Input data
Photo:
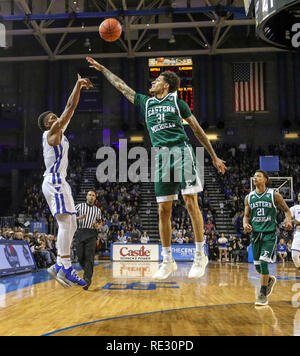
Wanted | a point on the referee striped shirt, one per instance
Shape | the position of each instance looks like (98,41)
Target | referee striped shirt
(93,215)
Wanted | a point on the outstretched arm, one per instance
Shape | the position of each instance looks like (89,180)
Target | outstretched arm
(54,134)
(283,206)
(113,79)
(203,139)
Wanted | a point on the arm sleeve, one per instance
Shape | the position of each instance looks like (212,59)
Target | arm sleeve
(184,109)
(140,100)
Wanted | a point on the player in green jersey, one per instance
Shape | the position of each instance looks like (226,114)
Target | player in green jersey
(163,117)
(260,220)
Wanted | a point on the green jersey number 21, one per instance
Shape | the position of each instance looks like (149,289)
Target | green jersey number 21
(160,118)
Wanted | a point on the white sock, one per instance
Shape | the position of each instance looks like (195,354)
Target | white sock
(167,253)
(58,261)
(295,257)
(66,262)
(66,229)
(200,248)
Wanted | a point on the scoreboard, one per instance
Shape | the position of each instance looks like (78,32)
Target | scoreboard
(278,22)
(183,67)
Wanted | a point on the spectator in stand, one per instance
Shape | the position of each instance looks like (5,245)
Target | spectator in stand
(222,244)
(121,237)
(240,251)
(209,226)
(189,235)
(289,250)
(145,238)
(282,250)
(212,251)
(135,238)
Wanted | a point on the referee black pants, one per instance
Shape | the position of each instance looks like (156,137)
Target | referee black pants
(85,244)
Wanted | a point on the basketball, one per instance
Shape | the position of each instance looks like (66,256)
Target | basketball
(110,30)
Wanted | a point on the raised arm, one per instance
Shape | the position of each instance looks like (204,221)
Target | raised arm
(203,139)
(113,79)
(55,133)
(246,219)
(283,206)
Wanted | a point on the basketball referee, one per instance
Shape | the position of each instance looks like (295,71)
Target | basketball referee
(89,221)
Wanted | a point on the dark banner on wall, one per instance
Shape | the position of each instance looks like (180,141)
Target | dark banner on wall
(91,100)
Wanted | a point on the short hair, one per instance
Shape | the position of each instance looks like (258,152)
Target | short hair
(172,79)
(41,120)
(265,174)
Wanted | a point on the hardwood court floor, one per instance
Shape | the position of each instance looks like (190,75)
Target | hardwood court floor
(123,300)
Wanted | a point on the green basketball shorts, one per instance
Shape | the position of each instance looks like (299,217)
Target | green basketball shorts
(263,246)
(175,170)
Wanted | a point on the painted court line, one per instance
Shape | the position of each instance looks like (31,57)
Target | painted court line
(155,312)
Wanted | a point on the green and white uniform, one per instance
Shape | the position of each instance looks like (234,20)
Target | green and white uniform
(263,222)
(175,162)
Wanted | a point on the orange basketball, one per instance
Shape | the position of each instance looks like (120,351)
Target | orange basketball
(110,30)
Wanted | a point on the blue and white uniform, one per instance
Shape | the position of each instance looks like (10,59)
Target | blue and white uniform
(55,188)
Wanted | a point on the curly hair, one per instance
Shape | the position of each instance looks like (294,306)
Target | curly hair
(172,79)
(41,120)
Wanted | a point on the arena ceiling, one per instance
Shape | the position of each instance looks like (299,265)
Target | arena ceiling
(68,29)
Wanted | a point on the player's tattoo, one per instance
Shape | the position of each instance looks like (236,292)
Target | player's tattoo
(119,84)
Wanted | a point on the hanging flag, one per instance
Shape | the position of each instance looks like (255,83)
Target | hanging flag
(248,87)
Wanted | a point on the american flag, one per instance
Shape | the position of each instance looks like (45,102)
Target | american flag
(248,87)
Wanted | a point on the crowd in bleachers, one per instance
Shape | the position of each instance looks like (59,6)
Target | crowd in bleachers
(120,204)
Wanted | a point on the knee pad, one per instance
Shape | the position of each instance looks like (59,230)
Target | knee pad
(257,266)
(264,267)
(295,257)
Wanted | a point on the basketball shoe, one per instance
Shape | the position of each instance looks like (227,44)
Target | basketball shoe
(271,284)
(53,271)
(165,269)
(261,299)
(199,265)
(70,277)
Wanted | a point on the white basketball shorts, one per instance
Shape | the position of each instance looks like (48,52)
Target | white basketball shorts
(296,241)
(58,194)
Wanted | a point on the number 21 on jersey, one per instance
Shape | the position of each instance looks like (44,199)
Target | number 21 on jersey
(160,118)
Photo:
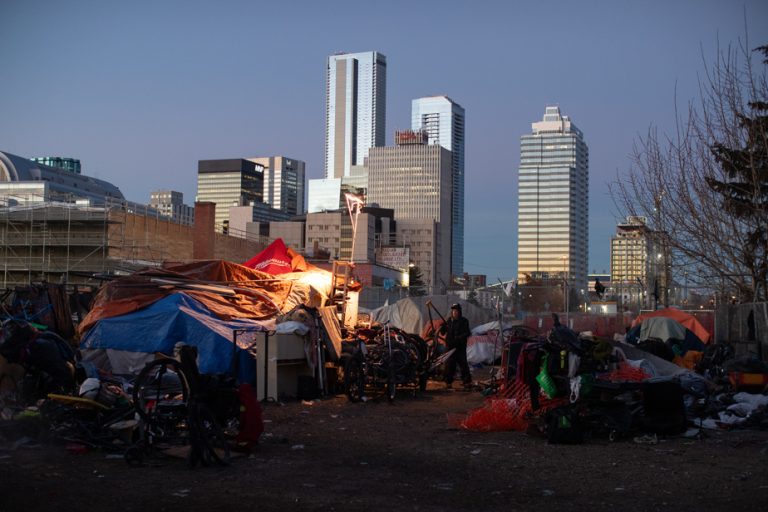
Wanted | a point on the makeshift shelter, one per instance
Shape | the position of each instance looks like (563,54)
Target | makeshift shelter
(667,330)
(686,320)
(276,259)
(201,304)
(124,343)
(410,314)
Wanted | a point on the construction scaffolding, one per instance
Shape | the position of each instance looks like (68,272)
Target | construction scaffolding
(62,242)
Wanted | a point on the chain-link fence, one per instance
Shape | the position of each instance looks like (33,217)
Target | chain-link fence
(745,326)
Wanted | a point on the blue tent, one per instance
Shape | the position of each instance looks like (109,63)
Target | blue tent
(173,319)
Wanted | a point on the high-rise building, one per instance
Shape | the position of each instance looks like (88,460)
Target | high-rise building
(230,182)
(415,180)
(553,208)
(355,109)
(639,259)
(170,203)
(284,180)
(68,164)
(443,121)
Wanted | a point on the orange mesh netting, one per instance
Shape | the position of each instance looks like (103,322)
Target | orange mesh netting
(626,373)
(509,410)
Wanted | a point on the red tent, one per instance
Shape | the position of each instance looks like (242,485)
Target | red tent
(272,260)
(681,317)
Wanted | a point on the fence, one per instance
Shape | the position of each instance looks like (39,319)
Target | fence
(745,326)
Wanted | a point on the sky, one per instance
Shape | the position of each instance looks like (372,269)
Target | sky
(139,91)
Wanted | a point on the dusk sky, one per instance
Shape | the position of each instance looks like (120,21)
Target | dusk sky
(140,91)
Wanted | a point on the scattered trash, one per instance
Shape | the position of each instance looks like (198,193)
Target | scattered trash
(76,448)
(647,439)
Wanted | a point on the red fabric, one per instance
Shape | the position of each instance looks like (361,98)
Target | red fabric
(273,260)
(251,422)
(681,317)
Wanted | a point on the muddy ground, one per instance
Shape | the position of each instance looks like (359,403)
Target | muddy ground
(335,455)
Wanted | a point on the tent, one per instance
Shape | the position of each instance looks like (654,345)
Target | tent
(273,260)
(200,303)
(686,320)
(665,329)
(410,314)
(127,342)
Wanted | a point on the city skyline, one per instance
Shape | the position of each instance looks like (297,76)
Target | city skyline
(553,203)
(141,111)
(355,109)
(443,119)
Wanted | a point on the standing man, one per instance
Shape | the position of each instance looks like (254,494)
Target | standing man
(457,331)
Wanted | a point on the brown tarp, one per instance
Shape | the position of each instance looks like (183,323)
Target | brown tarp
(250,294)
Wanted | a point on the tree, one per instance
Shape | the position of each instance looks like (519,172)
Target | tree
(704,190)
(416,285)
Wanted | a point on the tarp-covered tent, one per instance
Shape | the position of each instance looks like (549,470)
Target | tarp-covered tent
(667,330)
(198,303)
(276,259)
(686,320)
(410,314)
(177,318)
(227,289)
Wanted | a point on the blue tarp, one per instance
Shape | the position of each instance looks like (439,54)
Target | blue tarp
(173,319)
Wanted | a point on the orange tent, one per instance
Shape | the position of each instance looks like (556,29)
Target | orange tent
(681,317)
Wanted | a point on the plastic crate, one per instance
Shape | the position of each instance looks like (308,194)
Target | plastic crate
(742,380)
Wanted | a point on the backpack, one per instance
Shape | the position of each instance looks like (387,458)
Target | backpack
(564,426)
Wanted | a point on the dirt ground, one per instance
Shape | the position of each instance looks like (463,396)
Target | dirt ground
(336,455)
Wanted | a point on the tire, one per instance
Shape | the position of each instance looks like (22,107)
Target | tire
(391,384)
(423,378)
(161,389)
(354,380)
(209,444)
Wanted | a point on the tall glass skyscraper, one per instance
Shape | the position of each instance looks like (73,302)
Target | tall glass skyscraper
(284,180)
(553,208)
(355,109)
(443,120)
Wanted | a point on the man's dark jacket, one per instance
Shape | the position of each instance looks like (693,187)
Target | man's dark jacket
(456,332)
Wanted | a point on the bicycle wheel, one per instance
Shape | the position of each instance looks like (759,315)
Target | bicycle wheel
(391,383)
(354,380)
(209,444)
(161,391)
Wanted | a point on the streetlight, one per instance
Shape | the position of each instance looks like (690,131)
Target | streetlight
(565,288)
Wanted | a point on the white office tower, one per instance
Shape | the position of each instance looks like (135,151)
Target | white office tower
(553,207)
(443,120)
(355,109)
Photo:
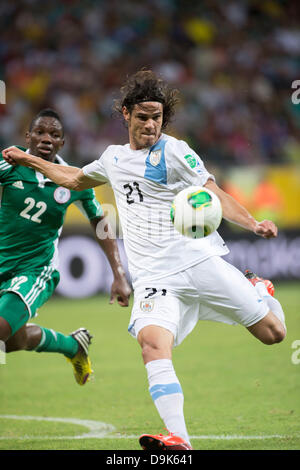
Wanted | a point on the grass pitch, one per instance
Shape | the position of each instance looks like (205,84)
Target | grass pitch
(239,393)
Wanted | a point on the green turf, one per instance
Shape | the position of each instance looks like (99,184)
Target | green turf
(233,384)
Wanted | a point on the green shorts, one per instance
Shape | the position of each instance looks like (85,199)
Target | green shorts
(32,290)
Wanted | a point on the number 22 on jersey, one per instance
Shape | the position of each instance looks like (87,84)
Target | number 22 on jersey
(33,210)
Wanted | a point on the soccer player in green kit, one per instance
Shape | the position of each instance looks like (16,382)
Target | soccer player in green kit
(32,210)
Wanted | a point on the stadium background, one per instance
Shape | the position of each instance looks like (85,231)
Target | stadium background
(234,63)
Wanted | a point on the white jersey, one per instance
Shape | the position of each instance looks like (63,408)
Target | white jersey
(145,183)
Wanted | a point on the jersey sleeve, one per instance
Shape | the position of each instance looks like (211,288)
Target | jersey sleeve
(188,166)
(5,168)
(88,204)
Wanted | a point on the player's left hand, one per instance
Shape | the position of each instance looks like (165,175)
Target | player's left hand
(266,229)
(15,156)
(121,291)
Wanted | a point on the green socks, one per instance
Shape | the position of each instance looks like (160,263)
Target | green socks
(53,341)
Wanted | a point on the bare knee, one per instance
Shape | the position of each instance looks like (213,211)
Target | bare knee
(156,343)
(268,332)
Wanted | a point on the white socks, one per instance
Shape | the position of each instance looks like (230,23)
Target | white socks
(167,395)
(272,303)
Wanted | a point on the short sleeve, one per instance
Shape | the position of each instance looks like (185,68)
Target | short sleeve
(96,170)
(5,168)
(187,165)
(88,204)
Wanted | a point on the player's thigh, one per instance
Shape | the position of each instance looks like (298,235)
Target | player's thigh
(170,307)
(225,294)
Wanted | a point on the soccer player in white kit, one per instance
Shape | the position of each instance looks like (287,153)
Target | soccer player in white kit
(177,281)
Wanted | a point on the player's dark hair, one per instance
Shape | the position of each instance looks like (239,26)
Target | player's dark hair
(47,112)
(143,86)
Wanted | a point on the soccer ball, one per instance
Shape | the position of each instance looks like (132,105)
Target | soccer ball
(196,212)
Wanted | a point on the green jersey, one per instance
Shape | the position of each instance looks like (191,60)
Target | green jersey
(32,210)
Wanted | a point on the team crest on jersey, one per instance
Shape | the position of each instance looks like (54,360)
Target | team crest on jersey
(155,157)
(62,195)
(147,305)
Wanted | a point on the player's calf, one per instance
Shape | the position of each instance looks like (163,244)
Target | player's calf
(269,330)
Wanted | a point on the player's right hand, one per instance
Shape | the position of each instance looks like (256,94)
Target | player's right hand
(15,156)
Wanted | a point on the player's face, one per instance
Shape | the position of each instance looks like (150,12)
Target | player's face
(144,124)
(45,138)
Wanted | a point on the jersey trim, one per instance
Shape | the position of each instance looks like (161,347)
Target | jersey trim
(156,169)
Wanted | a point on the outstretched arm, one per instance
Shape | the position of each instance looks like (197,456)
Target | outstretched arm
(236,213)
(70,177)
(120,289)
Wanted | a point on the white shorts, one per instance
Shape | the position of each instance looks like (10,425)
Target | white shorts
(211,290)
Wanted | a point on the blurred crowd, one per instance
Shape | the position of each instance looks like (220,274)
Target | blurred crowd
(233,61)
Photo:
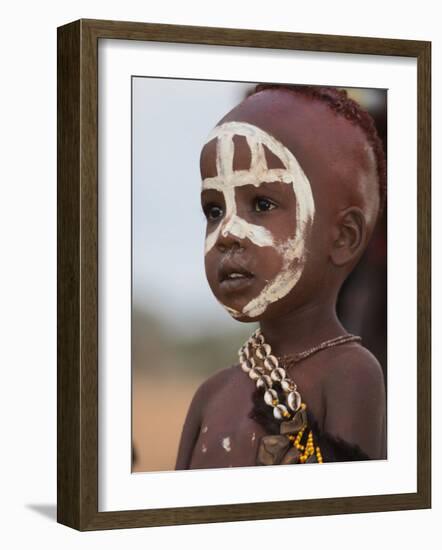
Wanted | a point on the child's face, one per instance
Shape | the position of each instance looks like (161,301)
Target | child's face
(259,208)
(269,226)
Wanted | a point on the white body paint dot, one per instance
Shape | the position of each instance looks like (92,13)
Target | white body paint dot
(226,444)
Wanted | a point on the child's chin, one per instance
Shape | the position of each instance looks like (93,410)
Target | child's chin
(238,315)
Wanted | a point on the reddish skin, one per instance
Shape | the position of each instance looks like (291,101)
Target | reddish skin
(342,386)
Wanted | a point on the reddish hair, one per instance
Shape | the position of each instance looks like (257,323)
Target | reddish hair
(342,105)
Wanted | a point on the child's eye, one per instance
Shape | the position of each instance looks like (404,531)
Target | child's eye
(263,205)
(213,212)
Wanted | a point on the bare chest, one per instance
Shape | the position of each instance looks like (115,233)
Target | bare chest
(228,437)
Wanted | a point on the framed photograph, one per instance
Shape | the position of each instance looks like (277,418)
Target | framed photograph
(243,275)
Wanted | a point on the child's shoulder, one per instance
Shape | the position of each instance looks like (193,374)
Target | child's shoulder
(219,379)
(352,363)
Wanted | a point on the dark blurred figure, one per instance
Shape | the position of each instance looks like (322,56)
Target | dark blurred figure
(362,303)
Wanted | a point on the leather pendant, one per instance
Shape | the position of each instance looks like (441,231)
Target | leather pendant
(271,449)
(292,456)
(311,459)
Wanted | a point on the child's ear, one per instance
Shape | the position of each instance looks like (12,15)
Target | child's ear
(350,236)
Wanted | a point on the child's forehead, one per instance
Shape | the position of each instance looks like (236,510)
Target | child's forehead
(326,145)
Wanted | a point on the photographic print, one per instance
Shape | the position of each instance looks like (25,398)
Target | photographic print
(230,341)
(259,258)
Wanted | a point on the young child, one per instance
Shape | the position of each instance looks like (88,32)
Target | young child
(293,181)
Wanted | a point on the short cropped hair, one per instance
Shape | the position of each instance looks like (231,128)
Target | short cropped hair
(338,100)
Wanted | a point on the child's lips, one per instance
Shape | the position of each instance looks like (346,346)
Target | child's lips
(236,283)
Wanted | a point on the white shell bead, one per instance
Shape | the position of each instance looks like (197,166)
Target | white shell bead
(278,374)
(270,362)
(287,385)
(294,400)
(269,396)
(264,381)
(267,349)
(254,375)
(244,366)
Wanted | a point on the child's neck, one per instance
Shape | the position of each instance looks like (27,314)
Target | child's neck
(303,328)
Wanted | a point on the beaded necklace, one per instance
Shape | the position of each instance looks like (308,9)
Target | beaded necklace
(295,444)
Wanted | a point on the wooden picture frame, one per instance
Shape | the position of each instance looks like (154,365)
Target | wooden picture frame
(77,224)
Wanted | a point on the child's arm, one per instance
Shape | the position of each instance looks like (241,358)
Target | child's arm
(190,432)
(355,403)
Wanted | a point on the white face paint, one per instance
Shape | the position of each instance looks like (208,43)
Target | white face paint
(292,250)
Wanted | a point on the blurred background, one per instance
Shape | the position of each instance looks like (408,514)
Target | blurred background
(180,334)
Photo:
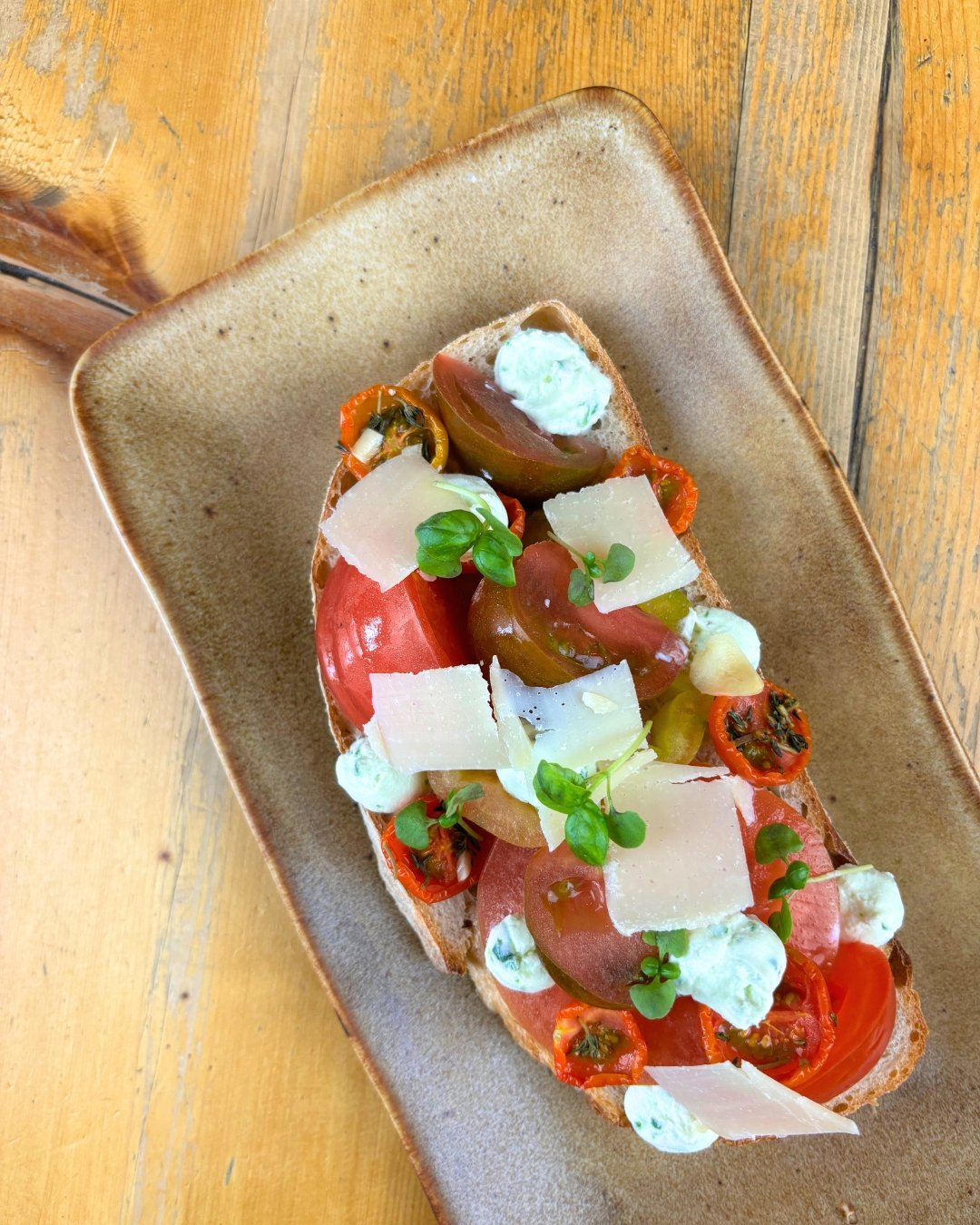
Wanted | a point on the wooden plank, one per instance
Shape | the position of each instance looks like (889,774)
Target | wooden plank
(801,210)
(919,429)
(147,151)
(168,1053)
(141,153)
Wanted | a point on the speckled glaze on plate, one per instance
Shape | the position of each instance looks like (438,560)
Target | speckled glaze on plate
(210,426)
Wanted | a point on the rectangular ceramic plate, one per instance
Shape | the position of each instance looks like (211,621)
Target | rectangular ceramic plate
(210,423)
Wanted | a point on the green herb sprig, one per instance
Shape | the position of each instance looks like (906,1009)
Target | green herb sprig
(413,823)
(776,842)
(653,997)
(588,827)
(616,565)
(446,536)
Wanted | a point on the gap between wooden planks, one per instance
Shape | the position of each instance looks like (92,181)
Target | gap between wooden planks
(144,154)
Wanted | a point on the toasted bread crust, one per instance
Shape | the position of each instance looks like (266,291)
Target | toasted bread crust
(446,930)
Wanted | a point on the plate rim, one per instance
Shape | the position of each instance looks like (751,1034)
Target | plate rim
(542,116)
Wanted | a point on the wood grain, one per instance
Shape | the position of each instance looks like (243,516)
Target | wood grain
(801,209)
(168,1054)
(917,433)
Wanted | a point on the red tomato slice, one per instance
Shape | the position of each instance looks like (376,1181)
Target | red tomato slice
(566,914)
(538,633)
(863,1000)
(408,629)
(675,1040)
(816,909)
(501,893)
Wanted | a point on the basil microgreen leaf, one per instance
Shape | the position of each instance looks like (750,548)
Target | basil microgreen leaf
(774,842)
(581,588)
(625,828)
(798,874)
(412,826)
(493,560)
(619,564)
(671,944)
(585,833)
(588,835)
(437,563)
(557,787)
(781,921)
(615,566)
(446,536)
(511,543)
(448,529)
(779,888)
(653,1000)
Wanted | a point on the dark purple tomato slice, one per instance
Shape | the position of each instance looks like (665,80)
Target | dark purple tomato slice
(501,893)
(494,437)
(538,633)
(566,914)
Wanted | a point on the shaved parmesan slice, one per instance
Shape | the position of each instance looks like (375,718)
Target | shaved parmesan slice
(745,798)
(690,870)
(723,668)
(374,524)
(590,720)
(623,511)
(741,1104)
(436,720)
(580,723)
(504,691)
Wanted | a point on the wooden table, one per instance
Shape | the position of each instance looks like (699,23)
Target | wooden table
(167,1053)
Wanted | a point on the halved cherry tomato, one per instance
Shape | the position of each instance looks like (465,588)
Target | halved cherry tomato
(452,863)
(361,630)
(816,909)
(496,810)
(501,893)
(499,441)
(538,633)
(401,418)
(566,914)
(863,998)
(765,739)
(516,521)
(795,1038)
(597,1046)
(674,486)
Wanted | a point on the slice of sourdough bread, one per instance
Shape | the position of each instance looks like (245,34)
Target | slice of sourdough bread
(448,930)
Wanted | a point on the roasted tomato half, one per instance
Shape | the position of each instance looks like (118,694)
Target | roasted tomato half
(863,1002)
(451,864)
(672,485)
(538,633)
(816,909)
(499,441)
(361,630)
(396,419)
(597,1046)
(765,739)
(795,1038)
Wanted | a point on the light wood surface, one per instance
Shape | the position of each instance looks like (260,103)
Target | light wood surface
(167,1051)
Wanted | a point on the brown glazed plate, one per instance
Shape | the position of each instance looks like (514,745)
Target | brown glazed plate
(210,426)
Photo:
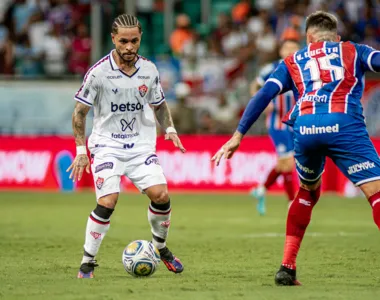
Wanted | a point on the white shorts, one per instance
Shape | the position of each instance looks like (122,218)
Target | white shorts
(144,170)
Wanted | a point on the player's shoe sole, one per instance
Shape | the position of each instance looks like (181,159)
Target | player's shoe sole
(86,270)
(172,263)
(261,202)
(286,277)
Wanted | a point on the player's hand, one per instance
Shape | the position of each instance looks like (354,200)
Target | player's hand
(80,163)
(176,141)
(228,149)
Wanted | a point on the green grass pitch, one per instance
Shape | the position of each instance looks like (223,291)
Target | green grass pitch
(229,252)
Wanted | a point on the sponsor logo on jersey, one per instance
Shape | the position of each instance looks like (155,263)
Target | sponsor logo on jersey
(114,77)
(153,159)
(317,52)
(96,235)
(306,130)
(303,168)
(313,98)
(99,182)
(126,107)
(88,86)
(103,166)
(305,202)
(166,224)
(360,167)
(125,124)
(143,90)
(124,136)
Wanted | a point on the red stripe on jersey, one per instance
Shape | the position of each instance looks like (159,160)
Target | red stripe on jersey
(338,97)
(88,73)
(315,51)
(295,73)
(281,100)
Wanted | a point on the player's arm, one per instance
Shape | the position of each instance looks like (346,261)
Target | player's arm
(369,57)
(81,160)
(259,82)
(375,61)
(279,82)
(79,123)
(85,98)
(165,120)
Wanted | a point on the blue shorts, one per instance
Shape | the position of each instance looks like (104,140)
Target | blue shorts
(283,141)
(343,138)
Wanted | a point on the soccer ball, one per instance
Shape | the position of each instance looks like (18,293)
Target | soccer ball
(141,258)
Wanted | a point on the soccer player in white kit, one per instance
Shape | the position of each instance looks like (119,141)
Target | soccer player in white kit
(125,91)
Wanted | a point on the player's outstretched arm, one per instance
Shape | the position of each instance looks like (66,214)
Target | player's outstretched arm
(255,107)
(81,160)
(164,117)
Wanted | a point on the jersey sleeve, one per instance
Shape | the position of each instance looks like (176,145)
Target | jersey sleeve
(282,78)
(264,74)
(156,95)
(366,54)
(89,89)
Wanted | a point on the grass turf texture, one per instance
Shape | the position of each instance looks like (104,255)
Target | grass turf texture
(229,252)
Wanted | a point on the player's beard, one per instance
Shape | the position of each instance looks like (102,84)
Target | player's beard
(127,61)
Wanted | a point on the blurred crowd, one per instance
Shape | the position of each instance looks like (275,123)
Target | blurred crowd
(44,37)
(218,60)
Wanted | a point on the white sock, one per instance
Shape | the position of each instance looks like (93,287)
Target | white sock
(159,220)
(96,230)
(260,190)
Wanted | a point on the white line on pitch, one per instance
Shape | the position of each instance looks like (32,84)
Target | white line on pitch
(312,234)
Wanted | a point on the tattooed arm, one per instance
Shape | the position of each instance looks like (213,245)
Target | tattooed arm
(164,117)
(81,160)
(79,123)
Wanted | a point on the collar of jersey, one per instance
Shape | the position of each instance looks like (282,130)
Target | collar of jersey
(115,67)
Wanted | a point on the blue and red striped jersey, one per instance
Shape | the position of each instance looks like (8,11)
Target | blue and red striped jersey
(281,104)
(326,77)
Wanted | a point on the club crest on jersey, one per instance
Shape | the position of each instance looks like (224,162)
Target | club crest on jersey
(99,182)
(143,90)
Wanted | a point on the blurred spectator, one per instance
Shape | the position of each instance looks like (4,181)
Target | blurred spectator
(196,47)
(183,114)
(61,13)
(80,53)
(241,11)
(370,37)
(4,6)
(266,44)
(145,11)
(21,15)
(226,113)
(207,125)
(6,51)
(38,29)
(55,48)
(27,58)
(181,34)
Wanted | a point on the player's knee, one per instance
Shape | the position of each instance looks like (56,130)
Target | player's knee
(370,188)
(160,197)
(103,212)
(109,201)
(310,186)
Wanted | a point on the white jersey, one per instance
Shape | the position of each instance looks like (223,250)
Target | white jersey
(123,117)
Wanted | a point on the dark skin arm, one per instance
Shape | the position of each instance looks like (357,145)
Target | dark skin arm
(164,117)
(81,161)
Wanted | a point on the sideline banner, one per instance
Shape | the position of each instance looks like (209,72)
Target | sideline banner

Task prompt
Repeat, exactly and in full, each line from the start of the data to the line that contains "Wanted | a point on the green jersey number". Pictures do not go in.

Response to this exercise
Photo:
Wanted | a point on the referee striped shirt, one per instance
Shape | the position of each instance looks like (98,41)
Target | referee striped shirt
(93,215)
Wanted | a point on the outstretched arm, one per instance
Shape | the position of each instance looks like (89,180)
Target | outstretched arm
(54,134)
(283,206)
(113,79)
(203,139)
Wanted | a point on the arm sleeve, one per instance
Shape | the position of each instance looks like (212,59)
Target | arm sleeve
(184,109)
(140,100)
Wanted | a point on the player in green jersey, one per instance
Shape | the position of each instance looks like (226,114)
Target | player in green jersey
(163,117)
(260,220)
Wanted | a point on the green jersey number 21, one per instance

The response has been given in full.